### Goal 1
From the article on gold prices and the business cycle below, reproduce word for word the passage that begins at the words "As the Austrian" and stops after "of market forces.".
### Goal 2
Carry on the article below about gold prices and credit-driven booms, picking up right after its final sentence.

### Document

☆ ☆ ☆ ☆ ☆

There has been a lot of speculation recently on whether or not gold is in a bubble. With Federal Reserve chairman Ben Bernanke announcing "Operation Twist" last month, gold and other commodity prices have fluctuated erratically. Immediately following the "Twist" announcement, prices of both plummeted. Gold then stabilized a few days later. To make sense of these phenomena, one must utilize Ludwig von Mises's lesson that history must be interpreted with logic and rational deduction rather than empirical evidence alone.

As the Austrian business-cycle theory teaches, artificially cheap credit, not backed by real savings, creates intertemporal discoordination in production involving scarce resources that ultimately results in malivestment. As Roger Garrison explains,

An artificial boom is an instance in which the change in the interest-rate signal and the change in resource availabilities are at odds with one another. If the central bank pads the supply of loanable funds with newly created money, the interest rate is lowered just as it is with an increase in saving. But in the absence of an actual change in time preferences, no additional resources for sustaining the policy-induced boom are freed up. In fact, facing a lower interest rate, people will save less and spend more on current consumables. The central bank's credit expansion, then, results in an incompatible mix of market forces.

Increased investment in longer-term projects is consistent with the underlying economic realities in a genuine saving-induced boom but not in a policy-induced artificial boom. The artificial boom is characterized by "malinvestment and overconsumption."

The type of boom-and-bust cycle caused by cheap credit and overinvestment was reflected in the recent housing bubble as well as the dot-com bubble just over a decade ago. As former Fed chairman Alan Greenspan cut interest rates (to deal with his previous bubbles) he provided the credit and incentive to invest in such ventures as housing and Internet start-ups. Once these investments were not as profitable as they were originally, well, you know the outcome.

☆ ☆ ☆ ☆ ☆

### Excerpts from a pointing dataset
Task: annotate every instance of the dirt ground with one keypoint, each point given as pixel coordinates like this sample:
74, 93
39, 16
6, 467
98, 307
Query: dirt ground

☆ ☆ ☆ ☆ ☆

### Expected answer 1
As the Austrian business-cycle theory teaches, artificially cheap credit, not backed by real savings, creates intertemporal discoordination in production involving scarce resources that ultimately results in malivestment. As Roger Garrison explains,

An artificial boom is an instance in which the change in the interest-rate signal and the change in resource availabilities are at odds with one another. If the central bank pads the supply of loanable funds with newly created money, the interest rate is lowered just as it is with an increase in saving. But in the absence of an actual change in time preferences, no additional resources for sustaining the policy-induced boom are freed up. In fact, facing a lower interest rate, people will save less and spend more on current consumables. The central bank's credit expansion, then, results in an incompatible mix of market forces.

### Expected answer 2
So what is gold's role in all this? In light of credit and monetary expansion by governments, gold has historically kept its value over time. Investors looking for a safe asset that maintains its value can always look to gold. In a recent article in the Telegraph, Emma Simon elaborates on this historical case:

Recent research from the World Gold Council shows how gold has held its value over the long term when compared with other commodities. The relative price of gold and oil has remained almost constant over the past 50 years. So although the price of both (in either pounds or dollars) has risen during this period, if you were buying a barrel of oil with bullion you would hand over roughly the same weight of gold as you would have done in 1950.

More startling is that gold has retained this purchasing power over even longer periods. It is thought that an ounce of gold bought 350 loaves in the time of Nebuchadnezzar, the king of Babylon who died in 562BC. An ounce of gold still buys roughly 350 ordinary sliced loaves today, showing that over 2,500 years gold has proved a very effective hedge against inflation, at least when it comes to everyday essentials.

So if gold holds its value in the face of inflation, what does this tell us about the latest drop in its price following Bernanke's "Twist" announcement?

At the onset of "Quantitative Easing 2," Bernanke's last big monetary-base expansion, it was speculated that the Fed may be creating a commodities bubble. Indeed, commodities enjoyed a bull run while Bernanke added $600 billion to the Fed's balance sheet:


Source: SeekingAlpha.com

Once QE2 ended, commodities at the consumer level continued to increase in price until the "Operation Twist" announcement. There are a few conclusions to draw from this. First, we are experiencing the bursting of a commodity bubble caused by interest rates being kept artificially low by central banks around the world. These low interest rates entice large investors such as university endowments and pension funds to seek higher returns elsewhere. For example, the University of Texas endowment took the unprecedented move of purchasing $1 billion in gold bullion last April. Bernanke even boasted at the onset of QE2 last November that stock prices were up as more investors were willing to risk their money for better returns. Like commodities, stock-market gains have been heavily correlated to increases in the Fed's balance sheet. As Henry Hazlitt acknowledged, "no actual inflation happens by a simultaneous or proportional increase in everybody's money supply or money income." New money hits the economy in stages and flows into different sectors. The effect isn't felt all at once. This is just one of the consequences of artificially low interest rates.

Second, the market was expecting Bernanke and the other leaders at the Federal Reserve to do a lot more at the recent Federal Open Market Committee meeting than replicate a failed monetary trick from the 1960s. Even Goldman Sachs was surprised by the market effects of the "Twist." Judging by the plunge commodity prices took following the Fed's announcement, the market has become accustomed to expecting further monetary "easing" ? especially given Bernanke's record of meeting any economic slowdown with more money printing. It should also be pointed out that China's recent attempt at slowing down its inflation-driven economy has also lowered demand for commodities; yet another case of fiat boom and subsequent bust.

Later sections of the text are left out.